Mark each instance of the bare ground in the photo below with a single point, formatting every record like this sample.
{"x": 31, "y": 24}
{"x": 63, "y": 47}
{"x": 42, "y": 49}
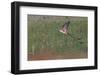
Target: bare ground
{"x": 51, "y": 55}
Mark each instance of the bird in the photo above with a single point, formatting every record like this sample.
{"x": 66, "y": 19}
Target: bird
{"x": 64, "y": 28}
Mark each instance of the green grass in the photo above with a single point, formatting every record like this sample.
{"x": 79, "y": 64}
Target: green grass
{"x": 43, "y": 33}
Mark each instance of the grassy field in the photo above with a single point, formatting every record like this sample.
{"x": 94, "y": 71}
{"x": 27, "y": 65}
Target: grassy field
{"x": 44, "y": 37}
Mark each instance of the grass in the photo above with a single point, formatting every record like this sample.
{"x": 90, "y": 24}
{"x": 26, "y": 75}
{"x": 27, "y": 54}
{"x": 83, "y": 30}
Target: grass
{"x": 43, "y": 34}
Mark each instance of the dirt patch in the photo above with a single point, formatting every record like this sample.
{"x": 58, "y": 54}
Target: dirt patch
{"x": 51, "y": 55}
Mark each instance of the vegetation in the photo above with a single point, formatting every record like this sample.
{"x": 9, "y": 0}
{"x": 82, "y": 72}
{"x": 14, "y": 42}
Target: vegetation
{"x": 43, "y": 34}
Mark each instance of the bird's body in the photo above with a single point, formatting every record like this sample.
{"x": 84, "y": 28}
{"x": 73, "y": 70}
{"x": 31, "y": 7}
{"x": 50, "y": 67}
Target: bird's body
{"x": 64, "y": 28}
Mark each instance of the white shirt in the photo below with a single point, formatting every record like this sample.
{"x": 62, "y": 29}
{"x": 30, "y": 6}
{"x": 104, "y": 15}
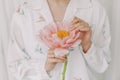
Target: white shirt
{"x": 27, "y": 55}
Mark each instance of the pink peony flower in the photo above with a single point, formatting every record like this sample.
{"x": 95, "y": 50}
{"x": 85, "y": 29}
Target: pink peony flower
{"x": 58, "y": 36}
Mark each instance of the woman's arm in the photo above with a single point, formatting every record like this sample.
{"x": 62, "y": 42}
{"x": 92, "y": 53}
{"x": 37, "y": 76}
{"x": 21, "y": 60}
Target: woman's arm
{"x": 21, "y": 65}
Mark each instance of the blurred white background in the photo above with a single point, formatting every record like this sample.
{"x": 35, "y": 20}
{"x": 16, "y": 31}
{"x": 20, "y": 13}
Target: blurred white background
{"x": 7, "y": 8}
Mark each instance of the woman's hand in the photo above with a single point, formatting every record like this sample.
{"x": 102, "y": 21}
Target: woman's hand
{"x": 52, "y": 60}
{"x": 85, "y": 30}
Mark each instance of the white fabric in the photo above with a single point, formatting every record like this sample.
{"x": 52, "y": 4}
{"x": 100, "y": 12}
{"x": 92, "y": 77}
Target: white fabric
{"x": 25, "y": 62}
{"x": 114, "y": 13}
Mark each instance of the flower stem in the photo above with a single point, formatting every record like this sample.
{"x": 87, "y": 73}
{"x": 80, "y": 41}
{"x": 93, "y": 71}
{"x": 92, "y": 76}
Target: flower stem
{"x": 64, "y": 70}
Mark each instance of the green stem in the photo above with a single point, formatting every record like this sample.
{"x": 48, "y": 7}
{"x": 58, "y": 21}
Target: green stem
{"x": 64, "y": 70}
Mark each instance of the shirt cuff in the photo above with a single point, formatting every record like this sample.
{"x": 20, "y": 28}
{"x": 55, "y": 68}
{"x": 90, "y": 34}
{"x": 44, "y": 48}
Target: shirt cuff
{"x": 45, "y": 75}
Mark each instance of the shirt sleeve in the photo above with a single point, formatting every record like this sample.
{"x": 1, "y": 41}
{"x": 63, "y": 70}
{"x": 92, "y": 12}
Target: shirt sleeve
{"x": 21, "y": 65}
{"x": 98, "y": 55}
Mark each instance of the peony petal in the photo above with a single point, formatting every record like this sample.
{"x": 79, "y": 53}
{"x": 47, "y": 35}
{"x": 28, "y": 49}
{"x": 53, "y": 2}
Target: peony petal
{"x": 61, "y": 52}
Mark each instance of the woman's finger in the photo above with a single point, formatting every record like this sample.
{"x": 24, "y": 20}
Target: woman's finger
{"x": 75, "y": 20}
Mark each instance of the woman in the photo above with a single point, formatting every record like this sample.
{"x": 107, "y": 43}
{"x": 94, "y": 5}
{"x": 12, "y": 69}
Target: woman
{"x": 28, "y": 58}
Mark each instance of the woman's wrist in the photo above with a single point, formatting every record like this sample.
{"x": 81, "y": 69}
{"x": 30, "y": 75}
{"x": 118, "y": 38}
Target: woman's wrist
{"x": 86, "y": 45}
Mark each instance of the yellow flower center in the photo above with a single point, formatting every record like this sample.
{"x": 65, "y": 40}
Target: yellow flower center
{"x": 62, "y": 34}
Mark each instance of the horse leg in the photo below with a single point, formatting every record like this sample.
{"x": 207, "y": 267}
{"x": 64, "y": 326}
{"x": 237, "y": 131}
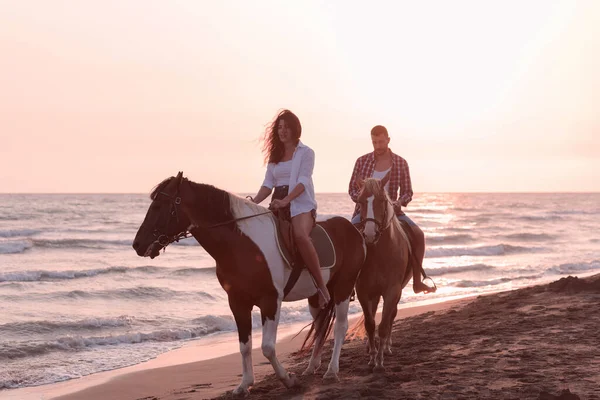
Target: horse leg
{"x": 368, "y": 306}
{"x": 390, "y": 309}
{"x": 315, "y": 358}
{"x": 340, "y": 329}
{"x": 270, "y": 322}
{"x": 242, "y": 312}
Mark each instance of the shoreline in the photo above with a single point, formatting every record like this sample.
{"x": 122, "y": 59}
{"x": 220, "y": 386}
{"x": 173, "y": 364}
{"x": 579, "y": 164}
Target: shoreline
{"x": 220, "y": 348}
{"x": 211, "y": 367}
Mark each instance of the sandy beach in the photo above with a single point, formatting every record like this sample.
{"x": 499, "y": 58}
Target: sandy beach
{"x": 539, "y": 342}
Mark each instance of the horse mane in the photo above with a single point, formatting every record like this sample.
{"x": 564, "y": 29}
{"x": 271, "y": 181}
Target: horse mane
{"x": 158, "y": 188}
{"x": 240, "y": 206}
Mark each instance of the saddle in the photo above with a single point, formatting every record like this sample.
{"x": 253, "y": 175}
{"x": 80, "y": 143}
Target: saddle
{"x": 291, "y": 255}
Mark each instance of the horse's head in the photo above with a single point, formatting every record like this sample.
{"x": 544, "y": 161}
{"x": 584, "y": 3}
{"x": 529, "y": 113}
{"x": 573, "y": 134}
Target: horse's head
{"x": 165, "y": 222}
{"x": 376, "y": 209}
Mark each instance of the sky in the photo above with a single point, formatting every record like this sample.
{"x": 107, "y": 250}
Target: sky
{"x": 111, "y": 96}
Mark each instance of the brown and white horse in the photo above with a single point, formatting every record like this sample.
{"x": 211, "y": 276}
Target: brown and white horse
{"x": 386, "y": 270}
{"x": 241, "y": 237}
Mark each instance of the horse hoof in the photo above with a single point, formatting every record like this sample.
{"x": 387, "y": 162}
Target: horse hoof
{"x": 331, "y": 376}
{"x": 379, "y": 369}
{"x": 310, "y": 370}
{"x": 291, "y": 381}
{"x": 241, "y": 392}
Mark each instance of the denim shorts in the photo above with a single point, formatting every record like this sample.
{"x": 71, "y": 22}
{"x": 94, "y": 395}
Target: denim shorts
{"x": 402, "y": 217}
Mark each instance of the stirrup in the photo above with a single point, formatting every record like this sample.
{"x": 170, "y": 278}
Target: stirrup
{"x": 425, "y": 277}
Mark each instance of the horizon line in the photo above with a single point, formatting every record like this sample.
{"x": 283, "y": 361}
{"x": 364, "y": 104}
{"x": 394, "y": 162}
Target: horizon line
{"x": 242, "y": 192}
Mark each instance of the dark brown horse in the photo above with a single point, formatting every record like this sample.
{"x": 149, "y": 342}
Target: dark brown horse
{"x": 386, "y": 270}
{"x": 241, "y": 237}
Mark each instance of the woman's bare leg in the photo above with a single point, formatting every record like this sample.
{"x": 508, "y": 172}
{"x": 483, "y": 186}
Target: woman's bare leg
{"x": 303, "y": 224}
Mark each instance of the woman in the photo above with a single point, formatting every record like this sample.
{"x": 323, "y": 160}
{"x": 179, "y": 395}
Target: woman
{"x": 290, "y": 166}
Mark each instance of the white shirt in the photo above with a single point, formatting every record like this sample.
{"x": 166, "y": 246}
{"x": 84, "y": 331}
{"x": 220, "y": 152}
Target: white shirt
{"x": 303, "y": 163}
{"x": 282, "y": 172}
{"x": 380, "y": 175}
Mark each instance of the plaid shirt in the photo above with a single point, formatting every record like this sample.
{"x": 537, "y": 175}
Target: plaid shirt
{"x": 399, "y": 178}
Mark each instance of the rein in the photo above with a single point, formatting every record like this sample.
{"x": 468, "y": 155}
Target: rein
{"x": 165, "y": 240}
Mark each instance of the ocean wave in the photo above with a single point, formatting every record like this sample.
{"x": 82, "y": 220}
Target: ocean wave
{"x": 194, "y": 271}
{"x": 40, "y": 327}
{"x": 572, "y": 268}
{"x": 134, "y": 293}
{"x": 494, "y": 250}
{"x": 530, "y": 237}
{"x": 79, "y": 243}
{"x": 33, "y": 276}
{"x": 540, "y": 218}
{"x": 11, "y": 246}
{"x": 82, "y": 343}
{"x": 455, "y": 270}
{"x": 9, "y": 233}
{"x": 38, "y": 275}
{"x": 450, "y": 239}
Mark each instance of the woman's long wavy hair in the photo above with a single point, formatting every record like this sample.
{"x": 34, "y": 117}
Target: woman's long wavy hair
{"x": 273, "y": 147}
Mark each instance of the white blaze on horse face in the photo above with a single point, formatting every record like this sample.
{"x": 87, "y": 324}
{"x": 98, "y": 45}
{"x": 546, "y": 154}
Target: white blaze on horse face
{"x": 370, "y": 228}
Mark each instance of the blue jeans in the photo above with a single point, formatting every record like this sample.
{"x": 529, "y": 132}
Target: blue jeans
{"x": 402, "y": 217}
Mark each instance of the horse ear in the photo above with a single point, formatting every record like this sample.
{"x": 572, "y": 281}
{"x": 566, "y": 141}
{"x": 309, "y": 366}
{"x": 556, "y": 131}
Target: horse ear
{"x": 385, "y": 179}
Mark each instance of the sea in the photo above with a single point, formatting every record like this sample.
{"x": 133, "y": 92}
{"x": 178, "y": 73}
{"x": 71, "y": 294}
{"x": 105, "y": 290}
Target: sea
{"x": 75, "y": 298}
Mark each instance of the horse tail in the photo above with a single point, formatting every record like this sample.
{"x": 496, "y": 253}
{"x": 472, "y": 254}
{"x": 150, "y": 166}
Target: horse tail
{"x": 324, "y": 320}
{"x": 358, "y": 331}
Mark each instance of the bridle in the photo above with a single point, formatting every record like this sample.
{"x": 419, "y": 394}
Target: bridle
{"x": 379, "y": 224}
{"x": 163, "y": 239}
{"x": 175, "y": 201}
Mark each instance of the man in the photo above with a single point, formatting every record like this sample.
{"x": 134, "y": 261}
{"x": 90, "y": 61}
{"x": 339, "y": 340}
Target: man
{"x": 376, "y": 165}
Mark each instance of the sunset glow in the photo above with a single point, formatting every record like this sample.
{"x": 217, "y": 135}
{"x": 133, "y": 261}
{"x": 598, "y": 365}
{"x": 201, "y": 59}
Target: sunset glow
{"x": 477, "y": 96}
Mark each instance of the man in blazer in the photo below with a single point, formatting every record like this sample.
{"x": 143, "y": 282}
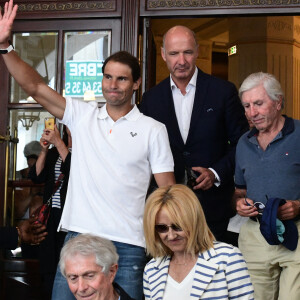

════════════════════

# What you need to do
Return each line from the data where the string "below" can be found.

# Task answer
Mark each instance of the bare ground in the photo below with a single point, formatting every record like this sample.
Mark each instance of the white shirt in the photo below with a single point, formatting every record like this sample.
Mark each instance of the horse leg in the photo below with a single point, formatting every record like this sample.
Mark each instance of the man in blazer in the photo below with a single point, formatting every record like this sample.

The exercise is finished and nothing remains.